* **Task to complete**:
Convert the part of the data that opens with the line containing "Where can the dark" and closes with the line containing "x=55, y=558" into a Markdown table with the columns Row and Line. Number each line in the Row column, and leave out any blank lines.

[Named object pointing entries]
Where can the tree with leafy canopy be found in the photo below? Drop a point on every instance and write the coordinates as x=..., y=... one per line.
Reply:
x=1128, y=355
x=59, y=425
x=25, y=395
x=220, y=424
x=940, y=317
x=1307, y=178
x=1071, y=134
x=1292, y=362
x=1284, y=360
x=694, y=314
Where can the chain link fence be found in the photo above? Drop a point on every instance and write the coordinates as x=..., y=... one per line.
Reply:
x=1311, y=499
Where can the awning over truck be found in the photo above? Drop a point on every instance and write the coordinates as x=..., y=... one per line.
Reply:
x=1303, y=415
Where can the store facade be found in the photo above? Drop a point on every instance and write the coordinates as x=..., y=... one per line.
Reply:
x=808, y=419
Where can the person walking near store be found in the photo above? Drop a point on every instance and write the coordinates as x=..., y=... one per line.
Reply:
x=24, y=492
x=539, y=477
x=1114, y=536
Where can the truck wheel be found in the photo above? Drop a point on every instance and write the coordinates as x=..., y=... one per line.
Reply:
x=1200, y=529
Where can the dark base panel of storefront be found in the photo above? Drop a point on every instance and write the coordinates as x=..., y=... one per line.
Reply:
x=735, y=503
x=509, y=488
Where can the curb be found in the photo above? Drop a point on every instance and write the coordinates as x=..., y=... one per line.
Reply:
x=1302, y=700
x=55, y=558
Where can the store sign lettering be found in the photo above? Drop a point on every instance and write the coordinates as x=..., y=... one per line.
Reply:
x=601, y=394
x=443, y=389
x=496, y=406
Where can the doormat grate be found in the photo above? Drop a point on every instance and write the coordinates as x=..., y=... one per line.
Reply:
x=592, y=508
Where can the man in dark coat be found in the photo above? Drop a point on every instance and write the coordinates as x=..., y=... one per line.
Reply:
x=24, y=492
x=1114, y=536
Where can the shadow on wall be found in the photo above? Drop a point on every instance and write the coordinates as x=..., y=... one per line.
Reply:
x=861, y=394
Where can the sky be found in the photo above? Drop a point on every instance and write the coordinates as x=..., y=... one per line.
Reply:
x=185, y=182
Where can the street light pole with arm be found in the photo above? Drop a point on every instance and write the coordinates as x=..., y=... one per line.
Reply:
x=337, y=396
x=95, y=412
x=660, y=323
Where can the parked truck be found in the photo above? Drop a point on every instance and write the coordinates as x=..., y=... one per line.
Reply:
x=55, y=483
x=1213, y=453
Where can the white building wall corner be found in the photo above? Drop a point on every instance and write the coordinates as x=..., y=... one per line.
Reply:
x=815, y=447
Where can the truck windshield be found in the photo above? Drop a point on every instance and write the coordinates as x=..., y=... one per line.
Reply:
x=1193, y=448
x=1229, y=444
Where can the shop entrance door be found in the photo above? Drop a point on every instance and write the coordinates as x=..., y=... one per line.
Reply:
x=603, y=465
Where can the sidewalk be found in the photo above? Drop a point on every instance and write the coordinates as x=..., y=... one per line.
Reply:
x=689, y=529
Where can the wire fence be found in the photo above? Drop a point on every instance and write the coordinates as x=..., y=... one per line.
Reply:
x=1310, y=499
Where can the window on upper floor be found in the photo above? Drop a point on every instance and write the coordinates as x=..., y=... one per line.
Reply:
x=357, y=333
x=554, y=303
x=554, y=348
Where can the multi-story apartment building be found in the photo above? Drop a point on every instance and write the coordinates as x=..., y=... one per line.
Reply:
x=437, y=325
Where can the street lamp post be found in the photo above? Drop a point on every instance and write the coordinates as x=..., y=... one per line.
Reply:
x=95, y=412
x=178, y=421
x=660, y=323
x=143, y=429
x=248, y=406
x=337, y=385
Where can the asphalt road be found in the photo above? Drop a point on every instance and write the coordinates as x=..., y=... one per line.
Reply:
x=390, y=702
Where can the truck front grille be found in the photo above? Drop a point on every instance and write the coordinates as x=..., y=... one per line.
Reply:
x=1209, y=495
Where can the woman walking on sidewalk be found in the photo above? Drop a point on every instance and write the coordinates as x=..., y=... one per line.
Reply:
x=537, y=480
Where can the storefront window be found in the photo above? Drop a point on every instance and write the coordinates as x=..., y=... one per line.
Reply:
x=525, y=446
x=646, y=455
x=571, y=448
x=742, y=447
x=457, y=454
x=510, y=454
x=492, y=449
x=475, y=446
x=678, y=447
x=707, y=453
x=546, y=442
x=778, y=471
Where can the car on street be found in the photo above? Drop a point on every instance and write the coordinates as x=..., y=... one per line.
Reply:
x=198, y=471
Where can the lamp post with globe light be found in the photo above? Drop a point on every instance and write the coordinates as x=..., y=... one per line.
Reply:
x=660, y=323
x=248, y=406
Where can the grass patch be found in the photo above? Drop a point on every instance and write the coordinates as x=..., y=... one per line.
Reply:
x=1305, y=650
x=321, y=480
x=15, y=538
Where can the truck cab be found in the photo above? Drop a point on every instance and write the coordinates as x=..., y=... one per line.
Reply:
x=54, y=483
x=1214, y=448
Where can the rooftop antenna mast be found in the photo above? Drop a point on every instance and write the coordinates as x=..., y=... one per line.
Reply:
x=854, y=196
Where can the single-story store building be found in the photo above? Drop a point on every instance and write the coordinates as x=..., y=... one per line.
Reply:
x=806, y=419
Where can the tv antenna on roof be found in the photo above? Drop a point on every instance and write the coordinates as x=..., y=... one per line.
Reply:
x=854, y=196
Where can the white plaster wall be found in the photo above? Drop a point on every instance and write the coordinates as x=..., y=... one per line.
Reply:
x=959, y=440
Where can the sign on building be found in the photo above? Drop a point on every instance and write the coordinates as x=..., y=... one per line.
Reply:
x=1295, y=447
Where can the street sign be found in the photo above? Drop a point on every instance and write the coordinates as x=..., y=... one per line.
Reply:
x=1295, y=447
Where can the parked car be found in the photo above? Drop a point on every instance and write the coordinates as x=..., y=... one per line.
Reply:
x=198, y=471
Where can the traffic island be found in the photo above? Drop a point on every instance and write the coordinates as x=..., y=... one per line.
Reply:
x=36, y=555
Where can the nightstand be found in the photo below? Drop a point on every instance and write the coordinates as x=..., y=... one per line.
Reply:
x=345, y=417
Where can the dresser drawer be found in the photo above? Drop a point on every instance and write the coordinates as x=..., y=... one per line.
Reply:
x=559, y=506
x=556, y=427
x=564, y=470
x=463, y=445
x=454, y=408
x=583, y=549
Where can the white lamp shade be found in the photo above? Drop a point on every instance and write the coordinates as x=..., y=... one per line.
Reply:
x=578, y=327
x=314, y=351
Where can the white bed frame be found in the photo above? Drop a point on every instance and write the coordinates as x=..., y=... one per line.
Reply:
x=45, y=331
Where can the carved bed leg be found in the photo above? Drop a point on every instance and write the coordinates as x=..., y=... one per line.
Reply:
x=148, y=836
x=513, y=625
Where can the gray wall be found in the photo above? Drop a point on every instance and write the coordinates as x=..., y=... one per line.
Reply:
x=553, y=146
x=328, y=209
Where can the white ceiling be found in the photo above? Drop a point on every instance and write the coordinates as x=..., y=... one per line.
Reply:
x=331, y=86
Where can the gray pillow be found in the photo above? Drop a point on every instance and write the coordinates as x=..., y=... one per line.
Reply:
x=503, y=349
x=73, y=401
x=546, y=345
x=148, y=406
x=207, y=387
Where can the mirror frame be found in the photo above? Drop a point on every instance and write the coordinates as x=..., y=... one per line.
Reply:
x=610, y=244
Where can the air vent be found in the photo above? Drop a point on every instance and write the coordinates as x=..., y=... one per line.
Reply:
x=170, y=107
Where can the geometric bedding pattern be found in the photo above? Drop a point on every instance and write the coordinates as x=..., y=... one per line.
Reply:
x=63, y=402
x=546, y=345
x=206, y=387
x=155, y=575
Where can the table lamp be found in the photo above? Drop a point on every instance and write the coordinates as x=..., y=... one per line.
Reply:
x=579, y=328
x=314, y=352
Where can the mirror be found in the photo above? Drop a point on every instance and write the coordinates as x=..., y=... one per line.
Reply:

* **Output of the task**:
| Row | Line |
|---|---|
| 1 | Where can the dark base panel of storefront be found in the photo above? Drop a point on every instance and write the coordinates as x=..., y=... one per line. |
| 2 | Reply: |
| 3 | x=735, y=503 |
| 4 | x=509, y=488 |
| 5 | Where can the curb be found in the photo above? Drop a point on every instance and write the coordinates as x=..., y=... one per line. |
| 6 | Reply: |
| 7 | x=1302, y=700 |
| 8 | x=55, y=558 |